Start of READING PASSAGE
Prior to the passage of the Improvements Act in 1980, the Commission faced a continuing uphill struggle in the effort to carry out a policy of sharing its investigative materials with state law enforcement officials. Under the unamended § 6(f) the Commission could make public information it obtained, other than trade secrets and names of customers, as it deemed expedient in the public interest. Judicial decisions interpreting the old § 6(f) and its legislative history also found clear authorization for the Commission's nonpublic releases of trade secrets and names of customers,12 but the Commission was severely constrained in its cooperative endeavors by the onerous litigation attendant to those disclosure efforts. Two rather egregious cases seem to have precipitated the amendment of § 6(f) and the addition of § 21(b) (6) in the 1980 Improvements Act. As stated by one of the Act's sponsors, Representative Preyer:
The purpose of these provisions is to make it crystal clear that the Commission has this authority and that it should be able to exercise it without undue delay and restraint. It is intended to prevent situations like those occurring in two recent cases. In one, Interco, Inc. against FTC, it took some 17 months of litigation before the Commission was free to disclose documents to more than 20 State attorneys general. In another, Martin Marietta Corp. against FTC, the Commission spent 4 months discussing the proposed disclosure with company personnel, then was enjoined from disclosing the document for another 8 months before the Commission could disclose it. By clarifying the law, we hope to put an end to litigation of this type which needlessly delays and hampers the ability of our State attorneys general to protect the citizens of their States.
126 Cong.Rec. H3870 (daily ed. May 20, 1980). In Martin Marietta Corp. v. FTC, 475 F.Supp. 338 (D.D.C.1979), as the District Court noted below, the Commission was finally upheld in disclosing information to a state attorney general for use in an antitrust civil damage suit. This explicit approval of the ultimate decision in Martin Marietta manifests Congress' understanding that disclosure for this purpose is within the spectrum of law enforcement that the Improvements Act was intended to facilitate. There is no doubt that a civil antitrust damage suit brought by a state attorney general qualifies as an official law enforcement purpose for disclosure under the FTC Act.
End of READING PASSAGE
WORK TO COMPLETE: Repeat a section of the passage on FTC disclosure word for word, beginning at the words "126 Cong.Rec. H3870" and stopping after "the FTC Act.". The listing that comes next has no connection to the passage on FTC disclosure.
Start of ENTRIES SHOWN
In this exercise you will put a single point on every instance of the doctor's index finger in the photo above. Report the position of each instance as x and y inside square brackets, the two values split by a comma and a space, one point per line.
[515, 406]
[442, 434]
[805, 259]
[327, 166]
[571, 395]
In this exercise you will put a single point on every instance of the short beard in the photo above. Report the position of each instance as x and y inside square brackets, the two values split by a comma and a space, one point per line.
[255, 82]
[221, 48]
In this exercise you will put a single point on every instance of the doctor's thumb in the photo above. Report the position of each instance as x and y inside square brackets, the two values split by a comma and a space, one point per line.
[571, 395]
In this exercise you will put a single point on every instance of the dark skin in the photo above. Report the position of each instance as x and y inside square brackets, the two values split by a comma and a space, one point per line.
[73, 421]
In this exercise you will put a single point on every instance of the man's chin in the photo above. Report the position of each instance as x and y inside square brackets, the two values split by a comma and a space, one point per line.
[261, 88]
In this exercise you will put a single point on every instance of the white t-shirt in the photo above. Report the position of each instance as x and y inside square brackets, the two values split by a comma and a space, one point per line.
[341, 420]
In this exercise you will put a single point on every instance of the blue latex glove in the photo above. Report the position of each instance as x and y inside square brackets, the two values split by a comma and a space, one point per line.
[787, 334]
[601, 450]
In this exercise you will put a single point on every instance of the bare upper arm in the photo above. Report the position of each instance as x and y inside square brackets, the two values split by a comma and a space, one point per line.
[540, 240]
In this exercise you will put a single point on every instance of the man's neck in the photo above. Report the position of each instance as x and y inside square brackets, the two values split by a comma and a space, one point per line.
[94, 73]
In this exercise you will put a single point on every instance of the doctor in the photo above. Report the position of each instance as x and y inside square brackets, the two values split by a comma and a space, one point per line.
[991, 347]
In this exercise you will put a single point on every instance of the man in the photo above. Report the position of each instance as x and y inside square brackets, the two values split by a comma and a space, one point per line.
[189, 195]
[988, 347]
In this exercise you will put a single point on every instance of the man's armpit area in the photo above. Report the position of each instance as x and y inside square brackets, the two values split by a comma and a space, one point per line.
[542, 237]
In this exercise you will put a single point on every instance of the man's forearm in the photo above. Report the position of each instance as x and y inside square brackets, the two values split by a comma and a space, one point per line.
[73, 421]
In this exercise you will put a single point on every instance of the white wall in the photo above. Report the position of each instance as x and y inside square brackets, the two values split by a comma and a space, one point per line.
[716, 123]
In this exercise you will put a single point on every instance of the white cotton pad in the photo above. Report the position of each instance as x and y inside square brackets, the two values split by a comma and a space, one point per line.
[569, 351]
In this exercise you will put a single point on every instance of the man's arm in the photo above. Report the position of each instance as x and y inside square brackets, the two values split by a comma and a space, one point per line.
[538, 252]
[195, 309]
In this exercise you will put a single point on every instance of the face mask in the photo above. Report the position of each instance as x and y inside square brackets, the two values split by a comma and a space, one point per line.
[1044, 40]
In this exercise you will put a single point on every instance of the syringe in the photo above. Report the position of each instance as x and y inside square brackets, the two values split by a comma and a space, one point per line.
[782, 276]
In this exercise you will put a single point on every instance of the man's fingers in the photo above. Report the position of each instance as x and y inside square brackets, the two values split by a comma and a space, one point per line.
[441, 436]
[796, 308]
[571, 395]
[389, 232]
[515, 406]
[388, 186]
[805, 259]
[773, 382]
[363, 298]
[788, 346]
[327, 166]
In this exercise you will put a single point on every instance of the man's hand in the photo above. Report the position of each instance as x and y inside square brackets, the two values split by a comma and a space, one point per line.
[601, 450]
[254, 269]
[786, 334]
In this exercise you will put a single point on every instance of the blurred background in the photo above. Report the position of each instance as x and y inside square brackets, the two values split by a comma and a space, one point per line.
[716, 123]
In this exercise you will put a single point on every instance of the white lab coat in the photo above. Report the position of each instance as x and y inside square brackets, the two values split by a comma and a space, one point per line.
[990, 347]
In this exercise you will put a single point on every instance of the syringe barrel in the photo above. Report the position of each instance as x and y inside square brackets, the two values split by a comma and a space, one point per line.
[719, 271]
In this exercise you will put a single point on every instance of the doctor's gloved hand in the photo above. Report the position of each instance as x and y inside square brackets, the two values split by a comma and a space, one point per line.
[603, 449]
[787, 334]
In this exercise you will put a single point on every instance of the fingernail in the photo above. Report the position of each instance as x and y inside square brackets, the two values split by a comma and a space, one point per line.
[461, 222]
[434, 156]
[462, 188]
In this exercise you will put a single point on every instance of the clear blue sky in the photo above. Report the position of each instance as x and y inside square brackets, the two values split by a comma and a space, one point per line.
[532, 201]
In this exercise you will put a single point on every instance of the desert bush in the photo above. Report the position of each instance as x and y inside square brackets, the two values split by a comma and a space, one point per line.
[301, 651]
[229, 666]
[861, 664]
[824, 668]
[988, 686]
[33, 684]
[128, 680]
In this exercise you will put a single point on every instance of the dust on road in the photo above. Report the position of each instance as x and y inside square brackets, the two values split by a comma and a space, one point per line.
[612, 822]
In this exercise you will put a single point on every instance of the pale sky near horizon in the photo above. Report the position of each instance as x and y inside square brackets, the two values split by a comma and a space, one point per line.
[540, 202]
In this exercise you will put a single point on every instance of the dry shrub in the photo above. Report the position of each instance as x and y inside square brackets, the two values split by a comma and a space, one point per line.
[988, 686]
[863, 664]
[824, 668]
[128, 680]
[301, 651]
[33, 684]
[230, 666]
End of ENTRIES SHOWN
TASK OUTPUT:
126 Cong.Rec. H3870 (daily ed. May 20, 1980). In Martin Marietta Corp. v. FTC, 475 F.Supp. 338 (D.D.C.1979), as the District Court noted below, the Commission was finally upheld in disclosing information to a state attorney general for use in an antitrust civil damage suit. This explicit approval of the ultimate decision in Martin Marietta manifests Congress' understanding that disclosure for this purpose is within the spectrum of law enforcement that the Improvements Act was intended to facilitate. There is no doubt that a civil antitrust damage suit brought by a state attorney general qualifies as an official law enforcement purpose for disclosure under the FTC Act.